> [Complete the following]
• a. Using the worked solution on gas compression, answer these:
(i) In Step 2, what external pressure is the gas compressed against?
(ii) What values are given for n and T?
(iii) Which option is marked as correct?
• b. From the worked solution on gas compression, copy the part between "So, the minimum" and "range $2 < P < 8$).", inclusive.

> [Given passage]
..............................

Question 1

Work done on the gas during an irreversible isothermal compression is given by $W = -P_{ext} \Delta V$.

Step 1: The gas is compressed from $P_{1} = 2$ bar to $P_{2} = P$ bar against $P_{ext} = P$ bar. $W_{1} = -P(V_{2} - V_{1}) = -P \left( \frac{nRT}{P} - \frac{nRT}{2} \right) = nRT \left( \frac{P}{2} - 1 \right)$

Step 2: The gas is compressed from $P_{2} = P$ bar to $P_{3} = 8$ bar against $P_{ext} = 8$ bar. $W_{2} = -8(V_{3} - V_{2}) = -8 \left( \frac{nRT}{8} - \frac{nRT}{P} \right) = nRT \left( \frac{8}{P} - 1 \right)$

Total work done $W = W_{1} + W_{2}$: $W = nRT \left( \frac{P}{2} - 1 \right) + nRT \left( \frac{8}{P} - 1 \right) = nRT \left( \frac{P}{2} + \frac{8}{P} - 2 \right)$

Given $n = 0.5$ mol and $T = 600$ K, we have $nRT = 0.5 \times R \times 600 = 300R$. $W = 300R \left( \frac{P}{2} + \frac{8}{P} - 2 \right)$

To minimize the total work $|W|$, we must minimize the function $f(P) = \frac{P}{2} + \frac{8}{P}$. Using the AM $\ge$ GM inequality: $\frac{\frac{P}{2} + \frac{8}{P}}{2} \ge \sqrt{\frac{P}{2} \cdot \frac{8}{P}}$ $\frac{\frac{P}{2} + \frac{8}{P}}{2} \ge \sqrt{4} = 2$

So, the minimum value of $\left( \frac{P}{2} + \frac{8}{P} \right)$ is $4$. This occurs when the terms are equal: $\frac{P}{2} = \frac{8}{P} \implies P^{2} = 16 \implies P = 4 \text{ bar}$ (This is valid since it falls within the given range $2 < P < 8$).

Finally, substituting this back to find the minimum work: $|W|_{min} = 300R (4 - 2) = 600R$

Correct Option: (B)

..............................

> [Extracted data]
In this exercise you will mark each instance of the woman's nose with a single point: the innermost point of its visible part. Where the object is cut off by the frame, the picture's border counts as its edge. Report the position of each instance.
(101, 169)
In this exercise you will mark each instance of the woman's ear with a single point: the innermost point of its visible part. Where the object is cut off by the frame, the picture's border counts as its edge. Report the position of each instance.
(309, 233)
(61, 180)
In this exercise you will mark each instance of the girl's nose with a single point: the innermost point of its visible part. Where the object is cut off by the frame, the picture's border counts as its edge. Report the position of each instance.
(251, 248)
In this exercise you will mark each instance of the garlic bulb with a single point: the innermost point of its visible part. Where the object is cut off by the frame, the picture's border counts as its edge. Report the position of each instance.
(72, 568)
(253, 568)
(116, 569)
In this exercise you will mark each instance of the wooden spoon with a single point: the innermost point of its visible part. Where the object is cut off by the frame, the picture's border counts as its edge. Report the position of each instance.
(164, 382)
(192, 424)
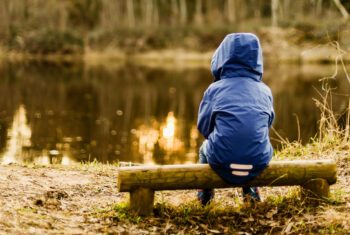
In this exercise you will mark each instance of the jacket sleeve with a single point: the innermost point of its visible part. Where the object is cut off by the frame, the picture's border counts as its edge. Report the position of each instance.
(272, 111)
(205, 115)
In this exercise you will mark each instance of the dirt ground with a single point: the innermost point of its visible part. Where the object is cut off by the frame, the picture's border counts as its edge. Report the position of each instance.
(78, 200)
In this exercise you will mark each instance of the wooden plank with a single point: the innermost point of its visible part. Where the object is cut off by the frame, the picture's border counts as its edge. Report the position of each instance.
(193, 176)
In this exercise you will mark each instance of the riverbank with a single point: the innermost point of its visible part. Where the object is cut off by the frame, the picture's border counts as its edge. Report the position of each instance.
(83, 199)
(279, 46)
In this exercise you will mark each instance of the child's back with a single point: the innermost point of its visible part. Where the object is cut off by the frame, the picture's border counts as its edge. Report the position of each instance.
(236, 111)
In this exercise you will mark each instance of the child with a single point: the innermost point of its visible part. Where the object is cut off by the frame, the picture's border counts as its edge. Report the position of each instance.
(235, 114)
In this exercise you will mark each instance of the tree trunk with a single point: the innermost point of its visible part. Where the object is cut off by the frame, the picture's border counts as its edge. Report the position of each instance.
(274, 8)
(175, 12)
(130, 12)
(183, 12)
(193, 176)
(198, 14)
(341, 8)
(231, 11)
(149, 10)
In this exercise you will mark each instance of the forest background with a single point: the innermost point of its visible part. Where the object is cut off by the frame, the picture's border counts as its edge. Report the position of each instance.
(124, 27)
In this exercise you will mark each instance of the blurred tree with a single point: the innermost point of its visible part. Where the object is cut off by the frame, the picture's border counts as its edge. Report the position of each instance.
(85, 13)
(341, 8)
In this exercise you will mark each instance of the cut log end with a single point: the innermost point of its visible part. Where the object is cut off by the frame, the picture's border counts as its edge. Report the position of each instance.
(316, 187)
(141, 201)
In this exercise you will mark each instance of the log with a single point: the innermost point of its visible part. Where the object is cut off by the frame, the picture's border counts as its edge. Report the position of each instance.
(141, 201)
(316, 188)
(194, 176)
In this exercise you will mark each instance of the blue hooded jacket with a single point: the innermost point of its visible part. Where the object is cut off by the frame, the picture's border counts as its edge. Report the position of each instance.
(236, 111)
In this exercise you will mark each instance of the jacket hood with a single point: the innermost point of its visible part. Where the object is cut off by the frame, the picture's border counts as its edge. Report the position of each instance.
(239, 55)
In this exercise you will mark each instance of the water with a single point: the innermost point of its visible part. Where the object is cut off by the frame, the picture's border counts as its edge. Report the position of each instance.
(123, 112)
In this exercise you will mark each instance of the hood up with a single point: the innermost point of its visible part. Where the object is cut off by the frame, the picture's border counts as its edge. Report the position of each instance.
(239, 55)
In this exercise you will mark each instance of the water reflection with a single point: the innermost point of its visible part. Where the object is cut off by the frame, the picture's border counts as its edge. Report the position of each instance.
(19, 138)
(66, 114)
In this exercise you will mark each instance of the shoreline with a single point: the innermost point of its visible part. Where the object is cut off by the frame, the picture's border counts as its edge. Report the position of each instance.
(307, 54)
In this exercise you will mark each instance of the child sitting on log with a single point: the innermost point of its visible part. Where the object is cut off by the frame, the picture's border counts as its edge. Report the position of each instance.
(235, 115)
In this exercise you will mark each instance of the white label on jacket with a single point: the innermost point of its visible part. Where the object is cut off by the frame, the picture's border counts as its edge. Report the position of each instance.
(241, 166)
(240, 173)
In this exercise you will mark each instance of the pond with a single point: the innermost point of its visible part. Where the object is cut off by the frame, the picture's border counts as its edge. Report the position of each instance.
(69, 113)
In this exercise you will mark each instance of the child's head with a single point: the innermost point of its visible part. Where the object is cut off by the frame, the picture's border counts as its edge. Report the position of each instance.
(239, 55)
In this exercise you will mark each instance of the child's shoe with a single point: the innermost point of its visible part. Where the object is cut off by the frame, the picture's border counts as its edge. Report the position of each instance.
(251, 194)
(205, 196)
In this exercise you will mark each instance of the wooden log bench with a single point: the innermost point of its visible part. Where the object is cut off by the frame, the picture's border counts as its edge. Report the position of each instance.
(314, 176)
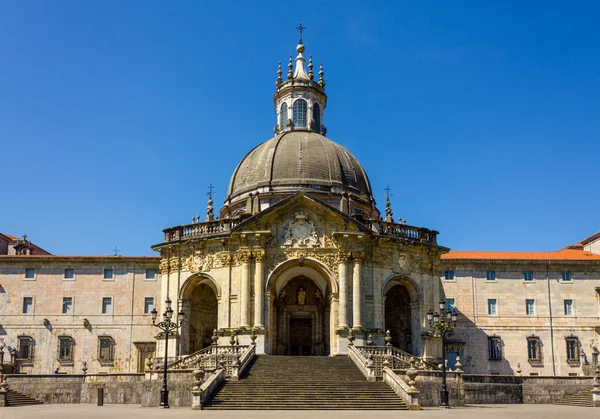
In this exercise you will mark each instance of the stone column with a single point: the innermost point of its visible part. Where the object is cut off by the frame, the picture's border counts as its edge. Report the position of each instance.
(259, 291)
(244, 258)
(357, 293)
(342, 272)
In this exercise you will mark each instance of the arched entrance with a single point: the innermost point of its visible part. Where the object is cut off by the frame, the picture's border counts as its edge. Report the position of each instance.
(300, 320)
(200, 302)
(398, 317)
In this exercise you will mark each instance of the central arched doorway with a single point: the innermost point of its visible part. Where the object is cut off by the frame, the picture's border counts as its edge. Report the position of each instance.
(200, 303)
(301, 315)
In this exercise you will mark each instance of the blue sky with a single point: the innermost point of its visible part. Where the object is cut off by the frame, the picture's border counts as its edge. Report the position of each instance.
(482, 117)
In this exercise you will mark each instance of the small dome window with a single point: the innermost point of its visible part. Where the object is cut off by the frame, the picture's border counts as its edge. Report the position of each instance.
(282, 115)
(300, 113)
(317, 117)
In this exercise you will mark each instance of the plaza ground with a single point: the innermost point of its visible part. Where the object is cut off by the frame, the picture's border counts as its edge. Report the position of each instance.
(88, 411)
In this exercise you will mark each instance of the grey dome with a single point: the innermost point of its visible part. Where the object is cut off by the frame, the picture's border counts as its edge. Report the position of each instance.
(299, 160)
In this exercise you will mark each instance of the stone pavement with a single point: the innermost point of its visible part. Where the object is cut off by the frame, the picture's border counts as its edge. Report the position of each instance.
(88, 411)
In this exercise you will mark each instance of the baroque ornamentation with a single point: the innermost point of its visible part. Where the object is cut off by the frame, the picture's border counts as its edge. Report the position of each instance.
(301, 232)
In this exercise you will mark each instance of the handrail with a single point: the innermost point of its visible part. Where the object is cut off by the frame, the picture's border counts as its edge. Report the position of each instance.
(211, 353)
(397, 358)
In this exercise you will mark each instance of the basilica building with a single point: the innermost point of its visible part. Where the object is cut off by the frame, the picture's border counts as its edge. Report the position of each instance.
(300, 261)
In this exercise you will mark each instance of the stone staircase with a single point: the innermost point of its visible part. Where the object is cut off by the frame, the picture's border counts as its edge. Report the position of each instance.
(305, 383)
(582, 398)
(14, 398)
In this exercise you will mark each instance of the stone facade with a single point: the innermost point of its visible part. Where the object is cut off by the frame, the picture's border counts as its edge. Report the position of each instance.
(63, 300)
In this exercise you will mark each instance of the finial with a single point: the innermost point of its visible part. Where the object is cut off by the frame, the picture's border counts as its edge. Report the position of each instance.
(290, 67)
(321, 73)
(209, 209)
(300, 29)
(279, 79)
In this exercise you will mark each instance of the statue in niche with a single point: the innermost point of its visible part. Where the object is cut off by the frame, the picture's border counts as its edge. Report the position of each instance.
(301, 296)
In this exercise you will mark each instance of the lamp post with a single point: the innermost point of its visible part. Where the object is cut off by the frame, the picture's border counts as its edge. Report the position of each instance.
(166, 326)
(2, 346)
(443, 323)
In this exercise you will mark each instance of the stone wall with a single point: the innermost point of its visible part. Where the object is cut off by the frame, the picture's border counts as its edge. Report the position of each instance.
(499, 389)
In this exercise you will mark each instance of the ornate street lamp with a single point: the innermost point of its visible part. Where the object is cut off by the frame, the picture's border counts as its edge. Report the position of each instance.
(443, 323)
(166, 326)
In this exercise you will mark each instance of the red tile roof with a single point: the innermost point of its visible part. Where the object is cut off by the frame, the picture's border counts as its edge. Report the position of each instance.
(564, 254)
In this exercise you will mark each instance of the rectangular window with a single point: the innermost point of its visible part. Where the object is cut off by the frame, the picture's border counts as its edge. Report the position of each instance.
(572, 349)
(106, 352)
(529, 307)
(492, 307)
(107, 305)
(148, 304)
(25, 351)
(568, 307)
(67, 305)
(532, 349)
(65, 349)
(28, 305)
(494, 348)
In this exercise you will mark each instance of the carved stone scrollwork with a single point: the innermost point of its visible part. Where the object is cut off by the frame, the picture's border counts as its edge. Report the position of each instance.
(259, 255)
(301, 232)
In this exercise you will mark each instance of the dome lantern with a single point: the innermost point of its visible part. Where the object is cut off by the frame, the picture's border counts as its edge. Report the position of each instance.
(300, 101)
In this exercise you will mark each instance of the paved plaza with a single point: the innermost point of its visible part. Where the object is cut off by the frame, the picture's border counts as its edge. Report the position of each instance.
(87, 411)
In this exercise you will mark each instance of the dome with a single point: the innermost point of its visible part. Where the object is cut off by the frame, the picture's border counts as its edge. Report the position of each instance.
(299, 160)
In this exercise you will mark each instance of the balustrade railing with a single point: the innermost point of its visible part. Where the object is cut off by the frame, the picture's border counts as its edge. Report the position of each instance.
(403, 231)
(222, 227)
(233, 359)
(375, 358)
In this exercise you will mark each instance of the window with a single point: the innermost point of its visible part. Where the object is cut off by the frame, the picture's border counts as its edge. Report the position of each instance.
(67, 305)
(106, 350)
(568, 307)
(65, 349)
(529, 307)
(534, 349)
(300, 113)
(25, 351)
(282, 115)
(494, 344)
(492, 307)
(107, 305)
(28, 305)
(148, 304)
(317, 117)
(572, 348)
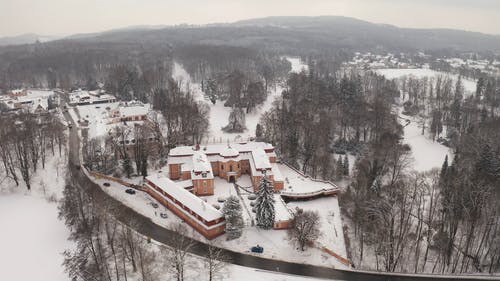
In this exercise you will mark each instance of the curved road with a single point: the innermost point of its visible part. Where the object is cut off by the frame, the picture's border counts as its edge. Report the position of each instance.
(145, 226)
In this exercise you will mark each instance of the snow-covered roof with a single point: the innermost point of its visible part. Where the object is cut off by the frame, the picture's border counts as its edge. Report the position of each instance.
(277, 173)
(135, 109)
(188, 199)
(229, 152)
(281, 210)
(220, 148)
(261, 159)
(200, 163)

..............................

> [Task-by-task outputs]
• a.
(i) 8 bar
(ii) n = 0.5 mol and T = 600 K
(iii) Option (B)

• b.
So, the minimum value of $\left( \frac{P}{2} + \frac{8}{P} \right)$ is $4$. This occurs when the terms are equal: $\frac{P}{2} = \frac{8}{P} \implies P^{2} = 16 \implies P = 4 \text{ bar}$ (This is valid since it falls within the given range $2 < P < 8$).